April 28 was the Day of Mourning for Injured and Killed workers. As usual, academics from the University of Regina released a report on workplace fatality and injury rates. Due to delays in reporting, the data in the 2020 report is based upon accepted workers’ compensation claims from 2018.
There are a number of methodological caveats that go with these numbers. The key one is that the data represents accepted WCB claims, rather than the true number of work-related fatalities and deaths. Fatalities are likely 10-13 times higher than the WCB numbers. An all encompassing injury count could be similarly out by an order of magnitude, although serious injuries (which is the focus of this WCB injury data in this report) are probably 2 to 3 times higher than reported (although this will vary by jurisdiction).
Among the larger provinces (>100k workers), Saskatchewan and Alberta again led the pack in terms of the injury-related fatality rate (deaths per 100,000) in 2018, with 5.1 and 3.8 respectively. Most jurisdictions saw increases in their rate over the previous three-year average, with Manitoba (241%), Nova Scotia (137% and Saskatchewan (65% should the greatest percentage increases.
Newfoundland and Labrador (8.7), Nova Scotia (5.1) and Alberta (3.9) had the highest rates of occupational disease related deaths in 2018. Again, rates went up everywhere.
Lost-time claim rates (LTCs being a proxy for serious injuries) were also broadly up in 2018, with Manitoba, BC and Saskatchewan with the highest rates. The greatest increases were seen in Ontario, New Brunswick and Alberta.
Table 2 looks at the absolute number of fatalities by jurisdiction, You’ll see that Alberta has the highest number of injury-related fatalities and the third-highest number of disease-related fatalities, despite being the fourth most populous province.
These numbers sit uneasily with Alberta’s five-year average lost-time claim rate (Table 11), which is among the lowest in Canada.
The most probable explanation for this is that there is a high level of under-reporting of serious injuries in Alberta (several studies have found that about two-thirds of serious injuries are not reported in Alberta).
What this suggests is that Alberta’s injury data is likely not valid (i.e., it is misleading) and workplaces are much less safe than this data (which is used in government annual reports) would suggest.
Even if we accept Alberta’s data is valid, Figures 2 and 11 indicate there has been little improvement in Alberta’s fatality and injury rates over the past decade.
This, in turn, suggests that neither employers nor the government have made workplaces significantly safer. Put another way, the maiming and killing of workers remains acceptable to politicians and employers.

▬▬▬

> [Explore the material]
- A) Which provinces does the text on workplace fatality and injury rates name?
- B) According to the text on workplace fatality and injury rates, how many times higher than the WCB numbers are fatalities likely to be?
- C) Reproduce the stretch of the workplace fatality text from "The most probable" through "reported in Alberta).".

Dataset entries:
▬▬▬

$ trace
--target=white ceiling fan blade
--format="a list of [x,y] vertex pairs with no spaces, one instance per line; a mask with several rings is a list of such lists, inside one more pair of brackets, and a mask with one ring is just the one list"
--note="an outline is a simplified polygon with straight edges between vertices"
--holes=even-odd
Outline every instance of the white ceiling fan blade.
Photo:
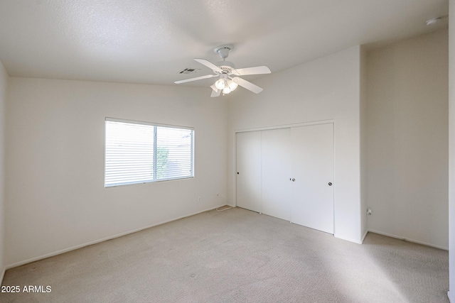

▬▬▬

> [Solutions below]
- A) Saskatchewan, Alberta, Manitoba, Nova Scotia, Newfoundland and Labrador, BC, Ontario, New Brunswick

- B) Fatalities are likely 10-13 times higher than the WCB numbers.

- C)
The most probable explanation for this is that there is a high level of under-reporting of serious injuries in Alberta (several studies have found that about two-thirds of serious injuries are not reported in Alberta).